__Tugas Latihan__.
**a)** Sebutkan semua persoalan perempuan di ASEAN yang dijadikan dasar gagasan pengadaan Komnas Perempuan menurut teks tentang kekerasan terhadap perempuan.
**b)** Salin kembali bagian teks tentang kekerasan terhadap perempuan dari "Khalifah Pembela Sejati" sampai "independen di dunia.", lalu ubah "ASEAN" menjadi "Asia Tenggara" di bagian itu.
**c)** Tuliskan kelanjutan teks tentang kekerasan terhadap perempuan, dimulai setelah kalimat terakhirnya.

__Teks yang Disediakan__.
Sabtu, 28 Mei 2011

Khalifah Pembela Sejati Perempuan

Oleh : Kholda Naajiyah


Kekerasan terhadap perempuan kembali menjadi sorotan. Baru baru ini Komisi Nasional Anti Kekerasan terhadap perempuan mengharapkan KTT ASEAN ke-18 mendorong tumbuhnya lembaga HAM perempuan di semua negara anggota ASEAN.

Gagasan pengadaan Komnas Perempuan di negara-negara ASEAN berangkat dari realitas masih banyaknya perempuan di ASEAN yang mengalami kekerasan, perdagangan manusia, tingginya angka kematian ibu, kemiskinan dan perempuan menjadi buruh murah. Bisakah lembaga perempuan seperti itu mengentaskan persoalan perempuan?


Solusi tak Mengakar

Komnas perempuan merupakan lembaga nonstruktural negara yang keberadaannya diakui sebagai satu-satunya model mekanisme HAM perempuan yang independen di dunia.

Tentu saja sebagai wadah perempuan di negara sekuler, proses pendampingan terhadap perempuan-perempuan bermasalah ini pun berangkat dari paradigma sekuler yang memandang kekerasan terhadap perempuan terjadi karena perempuan selalu di tempatkan sebagai subordinat laki-laki. Dan, agama islam dituduh atas konstruksi perempuan sebagai makhluk kelas dua itu. Karena itu, solusi yang ditawarkan untuk mengentaskan problem perempuan adalah dengan membebaskan perempuan dari belenggu ikatan agama.

Ya, bisa jadi Komnas Perempuan mampu mengatasi persoalan individu yang menjadi korban. Namun, itu hanya bersifat personal. Satu perempuan lepas dari masalah, akan bermunculan lagi perempuan bermasalah lainnya. Hal itu terjadi karena perempuan dijadikan objek eksploitasi oleh sistem sekuler yang menuhankan body dan materi. Dengan demikian, berapa banyak pun Komnas Perempuan didirikan di berbagai negara, tidak akan efektif mengentaskan nasib perempuan kecuali mengganti sistem sekuler dengan sistem islam.

__Data yang Diberikan__.
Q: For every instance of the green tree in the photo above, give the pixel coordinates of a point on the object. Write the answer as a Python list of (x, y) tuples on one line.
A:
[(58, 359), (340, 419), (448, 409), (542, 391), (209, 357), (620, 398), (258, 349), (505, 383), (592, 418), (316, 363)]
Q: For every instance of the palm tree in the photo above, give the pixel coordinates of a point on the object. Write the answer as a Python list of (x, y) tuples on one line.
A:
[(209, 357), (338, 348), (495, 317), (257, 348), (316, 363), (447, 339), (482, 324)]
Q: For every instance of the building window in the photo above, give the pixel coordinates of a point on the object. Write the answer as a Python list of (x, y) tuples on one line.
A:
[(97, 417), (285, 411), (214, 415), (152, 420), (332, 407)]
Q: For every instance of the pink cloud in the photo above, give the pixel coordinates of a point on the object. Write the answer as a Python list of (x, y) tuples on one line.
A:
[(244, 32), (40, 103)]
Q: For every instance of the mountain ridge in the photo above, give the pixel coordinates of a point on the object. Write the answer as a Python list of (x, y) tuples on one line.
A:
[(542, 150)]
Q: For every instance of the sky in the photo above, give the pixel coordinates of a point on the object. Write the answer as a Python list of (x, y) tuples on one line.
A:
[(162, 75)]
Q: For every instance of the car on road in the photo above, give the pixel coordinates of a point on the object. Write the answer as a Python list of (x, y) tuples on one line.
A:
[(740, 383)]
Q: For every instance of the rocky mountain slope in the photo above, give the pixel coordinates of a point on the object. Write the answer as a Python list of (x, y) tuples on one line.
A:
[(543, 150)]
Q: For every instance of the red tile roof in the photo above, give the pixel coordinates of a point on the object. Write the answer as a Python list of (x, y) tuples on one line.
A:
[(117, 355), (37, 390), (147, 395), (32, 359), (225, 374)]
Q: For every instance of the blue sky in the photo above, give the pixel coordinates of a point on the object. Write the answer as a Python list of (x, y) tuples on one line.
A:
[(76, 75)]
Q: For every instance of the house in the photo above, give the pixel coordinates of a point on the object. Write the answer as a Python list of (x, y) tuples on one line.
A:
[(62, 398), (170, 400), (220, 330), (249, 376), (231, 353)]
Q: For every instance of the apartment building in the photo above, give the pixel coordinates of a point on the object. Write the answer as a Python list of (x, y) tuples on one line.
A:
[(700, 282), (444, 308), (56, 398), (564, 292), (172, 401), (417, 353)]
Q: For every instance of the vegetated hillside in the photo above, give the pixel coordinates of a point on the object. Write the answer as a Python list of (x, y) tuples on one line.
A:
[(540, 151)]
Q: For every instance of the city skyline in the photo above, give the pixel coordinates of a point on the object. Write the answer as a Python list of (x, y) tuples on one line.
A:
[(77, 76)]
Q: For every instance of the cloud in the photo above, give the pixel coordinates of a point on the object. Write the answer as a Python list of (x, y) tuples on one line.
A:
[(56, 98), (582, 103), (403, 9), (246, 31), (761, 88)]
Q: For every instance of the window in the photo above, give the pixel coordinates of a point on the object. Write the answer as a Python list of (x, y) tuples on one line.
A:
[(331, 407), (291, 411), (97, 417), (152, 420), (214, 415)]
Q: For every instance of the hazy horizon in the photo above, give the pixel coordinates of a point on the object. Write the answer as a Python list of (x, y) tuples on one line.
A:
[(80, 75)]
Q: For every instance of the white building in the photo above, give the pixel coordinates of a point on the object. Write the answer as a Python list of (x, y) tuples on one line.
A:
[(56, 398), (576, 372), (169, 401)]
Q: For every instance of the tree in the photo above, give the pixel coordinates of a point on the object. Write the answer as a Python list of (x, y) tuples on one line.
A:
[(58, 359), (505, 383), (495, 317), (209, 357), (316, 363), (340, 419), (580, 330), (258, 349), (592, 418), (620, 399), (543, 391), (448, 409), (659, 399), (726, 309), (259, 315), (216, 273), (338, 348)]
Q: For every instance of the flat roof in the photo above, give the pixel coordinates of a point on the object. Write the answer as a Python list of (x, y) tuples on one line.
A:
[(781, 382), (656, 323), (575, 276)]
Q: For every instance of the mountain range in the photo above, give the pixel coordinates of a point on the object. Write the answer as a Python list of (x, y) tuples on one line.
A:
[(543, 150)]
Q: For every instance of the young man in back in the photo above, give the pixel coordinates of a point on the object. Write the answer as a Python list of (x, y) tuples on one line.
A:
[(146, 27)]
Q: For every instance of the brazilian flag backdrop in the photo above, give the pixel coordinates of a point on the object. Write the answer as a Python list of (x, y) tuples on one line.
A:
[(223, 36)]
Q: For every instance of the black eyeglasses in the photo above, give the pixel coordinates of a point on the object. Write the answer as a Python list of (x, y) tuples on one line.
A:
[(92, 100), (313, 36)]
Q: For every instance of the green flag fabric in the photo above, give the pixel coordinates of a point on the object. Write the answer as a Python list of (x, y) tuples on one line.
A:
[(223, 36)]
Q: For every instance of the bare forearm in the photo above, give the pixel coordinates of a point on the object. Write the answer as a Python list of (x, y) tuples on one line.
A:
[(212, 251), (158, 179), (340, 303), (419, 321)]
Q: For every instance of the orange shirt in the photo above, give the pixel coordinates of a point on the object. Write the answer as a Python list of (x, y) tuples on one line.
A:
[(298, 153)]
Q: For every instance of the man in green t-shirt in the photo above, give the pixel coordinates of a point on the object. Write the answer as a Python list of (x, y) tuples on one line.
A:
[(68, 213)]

__Kunci Jawaban__.
**a)**
- Kekerasan
- Perdagangan manusia
- Tingginya angka kematian ibu
- Kemiskinan
- Perempuan menjadi buruh murah

**b)**
Khalifah Pembela Sejati Perempuan

Oleh : Kholda Naajiyah


Kekerasan terhadap perempuan kembali menjadi sorotan. Baru baru ini Komisi Nasional Anti Kekerasan terhadap perempuan mengharapkan KTT Asia Tenggara ke-18 mendorong tumbuhnya lembaga HAM perempuan di semua negara anggota Asia Tenggara.

Gagasan pengadaan Komnas Perempuan di negara-negara Asia Tenggara berangkat dari realitas masih banyaknya perempuan di Asia Tenggara yang mengalami kekerasan, perdagangan manusia, tingginya angka kematian ibu, kemiskinan dan perempuan menjadi buruh murah. Bisakah lembaga perempuan seperti itu mengentaskan persoalan perempuan?


Solusi tak Mengakar

Komnas perempuan merupakan lembaga nonstruktural negara yang keberadaannya diakui sebagai satu-satunya model mekanisme HAM perempuan yang independen di dunia.

**c)**
Pembela Sejati

Islam sangat melindunig perempuan. Sudah sering dijabarkan, betapa rasa kasih sayang Allah SWT tercermin dalam syariat Islam yang mengatur peran dan kedudukan seorang perempuan. Seperti perempuan sebagai manajer rumah tangga, sehingga lebih banyak beraktivitas di ruang privat. Hal ini mempersempit peluang terjadinya bentuk-bentuk eksploitasi, kekerasan dan pelecehan terhadap perempuan.

Kalaupun orang di lingkungan tempat tinggainya berpotensi melakukan kekerasan dan pelecehan, tetap jauh lebih kecil pepeluangnya dibanding perempuan itu dibiarkan berkeliaran dan dieksploitasi. Seperti kasus banyaknya TKW yang disiksa, bahkan dibunuh majikan. Semua tidak akan terjadi manakala TKW tersebut sudah ada yang menanggung nafkahnya sehingga tidak perlu bekerja.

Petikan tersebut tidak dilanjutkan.